▸ **The exercise**:
Render the stretch of the records below, from the line containing "Where can the black headphone" through the line containing "x=349, y=74", as a JSON list of strings with one string per line. Leave out any blank lines.

===============

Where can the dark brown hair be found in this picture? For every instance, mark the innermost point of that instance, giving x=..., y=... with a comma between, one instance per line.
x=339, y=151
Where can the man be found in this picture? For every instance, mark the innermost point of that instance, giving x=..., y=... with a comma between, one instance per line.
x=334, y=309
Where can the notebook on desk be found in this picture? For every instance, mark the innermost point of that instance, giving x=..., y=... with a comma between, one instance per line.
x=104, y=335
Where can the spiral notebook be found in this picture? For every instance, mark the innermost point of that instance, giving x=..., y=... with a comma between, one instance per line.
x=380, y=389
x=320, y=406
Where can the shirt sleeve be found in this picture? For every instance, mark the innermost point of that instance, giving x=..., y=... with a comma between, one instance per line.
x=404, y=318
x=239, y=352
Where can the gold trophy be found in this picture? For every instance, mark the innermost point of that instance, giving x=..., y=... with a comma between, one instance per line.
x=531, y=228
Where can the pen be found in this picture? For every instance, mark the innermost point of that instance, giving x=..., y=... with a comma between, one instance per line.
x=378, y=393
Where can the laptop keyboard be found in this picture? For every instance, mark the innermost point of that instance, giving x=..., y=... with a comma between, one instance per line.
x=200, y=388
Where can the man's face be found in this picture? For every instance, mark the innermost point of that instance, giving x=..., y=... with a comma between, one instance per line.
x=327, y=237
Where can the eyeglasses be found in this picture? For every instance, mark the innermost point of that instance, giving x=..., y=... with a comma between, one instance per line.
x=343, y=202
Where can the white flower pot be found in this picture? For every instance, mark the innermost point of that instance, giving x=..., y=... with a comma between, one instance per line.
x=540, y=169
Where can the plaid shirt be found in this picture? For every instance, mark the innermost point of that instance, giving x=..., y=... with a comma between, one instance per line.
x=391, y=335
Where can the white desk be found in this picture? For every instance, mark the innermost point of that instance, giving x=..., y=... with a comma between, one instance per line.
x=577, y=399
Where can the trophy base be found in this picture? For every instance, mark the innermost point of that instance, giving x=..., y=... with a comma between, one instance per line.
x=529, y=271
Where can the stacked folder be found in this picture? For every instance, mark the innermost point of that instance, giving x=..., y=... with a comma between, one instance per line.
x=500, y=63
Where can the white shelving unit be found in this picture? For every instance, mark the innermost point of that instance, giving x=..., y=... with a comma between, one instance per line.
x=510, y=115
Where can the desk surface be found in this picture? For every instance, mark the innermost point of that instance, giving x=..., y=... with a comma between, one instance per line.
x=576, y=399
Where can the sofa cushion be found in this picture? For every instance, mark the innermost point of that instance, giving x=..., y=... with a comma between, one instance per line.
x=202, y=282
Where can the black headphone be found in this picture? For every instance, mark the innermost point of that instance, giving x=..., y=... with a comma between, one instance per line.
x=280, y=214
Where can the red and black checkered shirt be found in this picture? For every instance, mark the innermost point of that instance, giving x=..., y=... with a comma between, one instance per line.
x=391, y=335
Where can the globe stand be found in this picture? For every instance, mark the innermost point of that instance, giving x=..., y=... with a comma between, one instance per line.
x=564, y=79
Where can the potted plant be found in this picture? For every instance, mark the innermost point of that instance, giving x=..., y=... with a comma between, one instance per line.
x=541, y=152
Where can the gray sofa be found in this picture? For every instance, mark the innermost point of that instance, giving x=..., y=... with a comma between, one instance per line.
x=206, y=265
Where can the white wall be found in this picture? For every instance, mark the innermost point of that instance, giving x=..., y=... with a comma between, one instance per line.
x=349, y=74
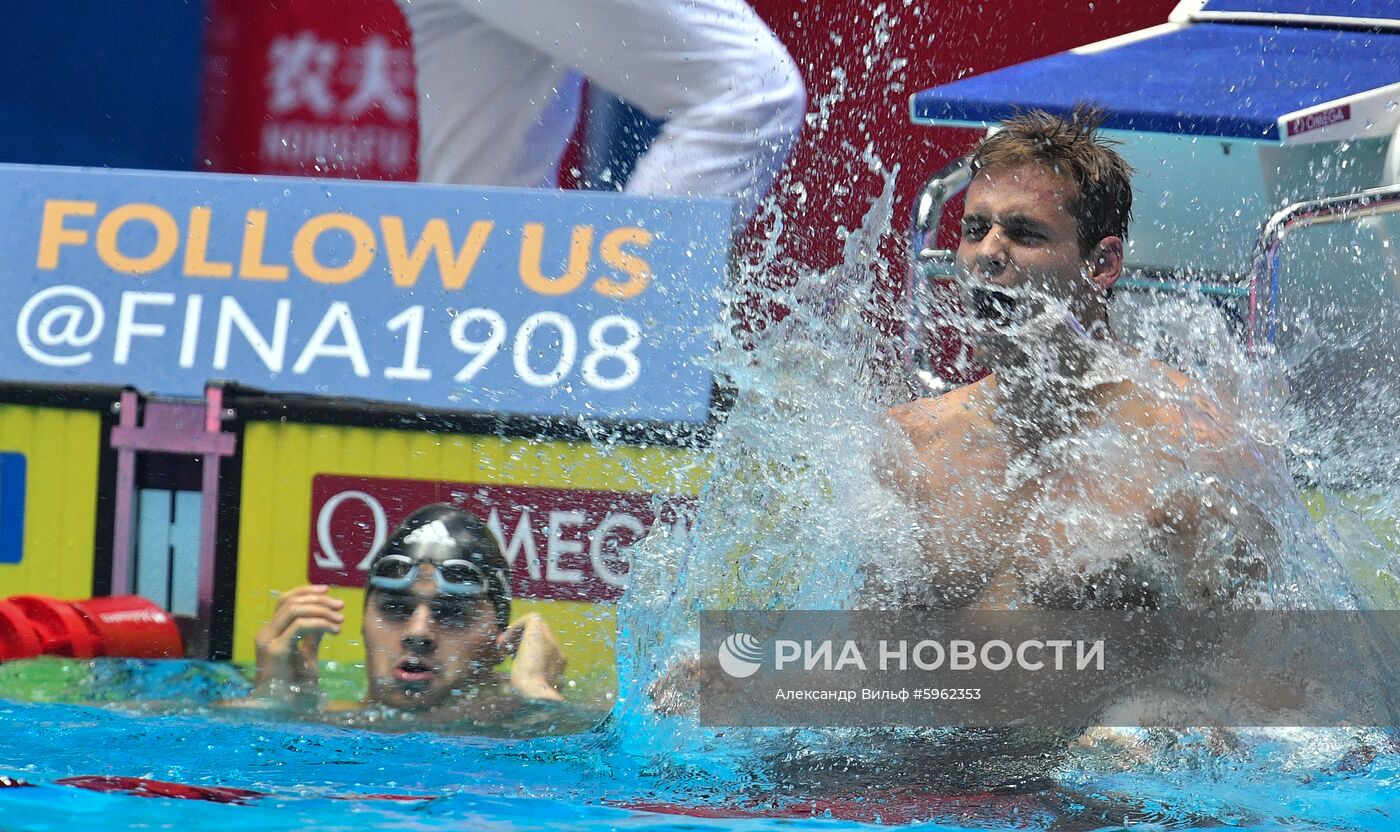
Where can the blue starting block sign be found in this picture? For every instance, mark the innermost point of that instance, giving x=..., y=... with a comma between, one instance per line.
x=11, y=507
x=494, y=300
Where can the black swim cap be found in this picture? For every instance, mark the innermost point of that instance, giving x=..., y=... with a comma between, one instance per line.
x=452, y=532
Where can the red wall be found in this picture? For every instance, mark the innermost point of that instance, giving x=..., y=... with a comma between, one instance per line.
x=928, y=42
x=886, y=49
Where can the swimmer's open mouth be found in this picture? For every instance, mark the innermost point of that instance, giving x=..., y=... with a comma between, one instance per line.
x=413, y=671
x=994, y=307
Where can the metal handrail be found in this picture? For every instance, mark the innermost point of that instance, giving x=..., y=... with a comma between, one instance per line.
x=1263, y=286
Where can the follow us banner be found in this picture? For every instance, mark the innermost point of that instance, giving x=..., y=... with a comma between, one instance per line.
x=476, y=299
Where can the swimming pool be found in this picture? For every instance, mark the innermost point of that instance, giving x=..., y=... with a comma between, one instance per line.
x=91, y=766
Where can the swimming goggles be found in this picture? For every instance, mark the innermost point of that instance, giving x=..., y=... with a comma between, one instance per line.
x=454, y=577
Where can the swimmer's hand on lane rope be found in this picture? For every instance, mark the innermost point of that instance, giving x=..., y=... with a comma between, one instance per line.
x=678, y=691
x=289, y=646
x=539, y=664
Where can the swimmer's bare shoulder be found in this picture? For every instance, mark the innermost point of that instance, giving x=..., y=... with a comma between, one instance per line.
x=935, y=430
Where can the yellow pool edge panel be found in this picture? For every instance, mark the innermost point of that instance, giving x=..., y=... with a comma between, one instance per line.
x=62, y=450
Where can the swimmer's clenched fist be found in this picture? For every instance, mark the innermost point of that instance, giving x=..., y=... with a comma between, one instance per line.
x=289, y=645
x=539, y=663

===============

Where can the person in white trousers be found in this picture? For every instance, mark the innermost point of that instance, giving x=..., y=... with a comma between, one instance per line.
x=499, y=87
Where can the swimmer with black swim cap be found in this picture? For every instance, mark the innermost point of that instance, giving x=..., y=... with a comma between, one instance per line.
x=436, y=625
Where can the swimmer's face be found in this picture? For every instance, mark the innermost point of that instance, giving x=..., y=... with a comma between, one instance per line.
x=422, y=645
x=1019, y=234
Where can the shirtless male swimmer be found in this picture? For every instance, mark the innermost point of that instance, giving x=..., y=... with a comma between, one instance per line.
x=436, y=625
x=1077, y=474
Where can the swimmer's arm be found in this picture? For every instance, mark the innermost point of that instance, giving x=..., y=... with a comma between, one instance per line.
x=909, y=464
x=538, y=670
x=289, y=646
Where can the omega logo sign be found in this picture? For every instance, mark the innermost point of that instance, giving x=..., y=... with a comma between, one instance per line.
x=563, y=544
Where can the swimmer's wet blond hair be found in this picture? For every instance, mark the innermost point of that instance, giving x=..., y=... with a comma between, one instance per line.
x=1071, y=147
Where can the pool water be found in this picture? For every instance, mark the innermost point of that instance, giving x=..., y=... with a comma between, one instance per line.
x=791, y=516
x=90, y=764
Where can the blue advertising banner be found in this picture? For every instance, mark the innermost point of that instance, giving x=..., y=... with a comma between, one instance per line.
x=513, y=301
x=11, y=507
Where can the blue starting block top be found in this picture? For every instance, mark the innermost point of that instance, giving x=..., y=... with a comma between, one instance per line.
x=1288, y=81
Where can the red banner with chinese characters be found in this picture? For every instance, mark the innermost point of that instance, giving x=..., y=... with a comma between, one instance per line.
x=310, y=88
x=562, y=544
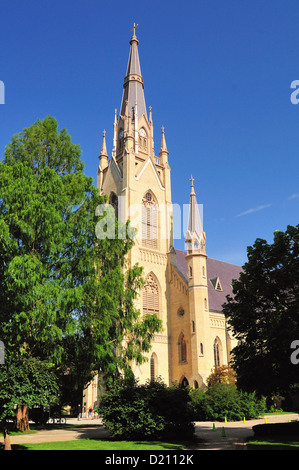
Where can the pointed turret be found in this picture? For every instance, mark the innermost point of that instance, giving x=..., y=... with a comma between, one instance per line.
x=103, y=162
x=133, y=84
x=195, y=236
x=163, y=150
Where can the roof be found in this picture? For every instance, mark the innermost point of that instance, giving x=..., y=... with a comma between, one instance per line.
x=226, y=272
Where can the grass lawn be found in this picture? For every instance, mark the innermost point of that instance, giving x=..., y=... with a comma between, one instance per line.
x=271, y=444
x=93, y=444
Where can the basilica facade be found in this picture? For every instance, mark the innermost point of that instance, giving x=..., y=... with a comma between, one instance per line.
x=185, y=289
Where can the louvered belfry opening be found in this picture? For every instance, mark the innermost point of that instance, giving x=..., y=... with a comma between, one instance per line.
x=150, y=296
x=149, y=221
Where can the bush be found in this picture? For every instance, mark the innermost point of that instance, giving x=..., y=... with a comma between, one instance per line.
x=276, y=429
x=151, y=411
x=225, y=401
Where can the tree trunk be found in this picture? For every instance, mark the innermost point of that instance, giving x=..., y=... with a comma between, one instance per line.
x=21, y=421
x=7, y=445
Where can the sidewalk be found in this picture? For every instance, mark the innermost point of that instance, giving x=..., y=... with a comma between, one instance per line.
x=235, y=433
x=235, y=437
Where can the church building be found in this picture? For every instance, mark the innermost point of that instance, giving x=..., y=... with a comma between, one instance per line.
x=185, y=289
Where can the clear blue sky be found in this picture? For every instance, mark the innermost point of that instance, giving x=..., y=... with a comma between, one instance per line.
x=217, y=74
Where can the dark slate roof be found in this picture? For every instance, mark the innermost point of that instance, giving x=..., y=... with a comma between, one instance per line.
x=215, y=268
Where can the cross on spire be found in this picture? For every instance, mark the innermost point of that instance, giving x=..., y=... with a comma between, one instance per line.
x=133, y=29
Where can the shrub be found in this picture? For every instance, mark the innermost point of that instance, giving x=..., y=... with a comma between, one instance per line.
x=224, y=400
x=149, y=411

===============

▸ **Written response**:
[
  "Where can the black headphone be found in this picture? For every instance, mark the innermost point of that instance, giving x=..., y=... with a comma between, one instance per line.",
  "x=280, y=214",
  "Where can the red and black checkered shirt be found in this picture? For every instance, mark the innermost point of that instance, giving x=..., y=... with a comma between, one instance per line.",
  "x=391, y=335",
  "Where can the globe stand be found in this picture? For every instance, mark the innermost point of that instance, giving x=..., y=... with a comma between, one instance per line.",
  "x=564, y=79",
  "Where can the potted plant be found in this picture? For every instance, mark the innermost point of that instance, giving x=..., y=... with a comma between, one instance per line.",
  "x=541, y=152",
  "Where can the gray sofa be found in this picture? For every instance, mark the innermost point of that instance, giving x=..., y=... with a comma between, one instance per line.",
  "x=206, y=265",
  "Where can the white wall be found in this picture? For every instance, mark the innermost point of that instance, giving x=..., y=... with a comma between, one instance per line.",
  "x=349, y=74"
]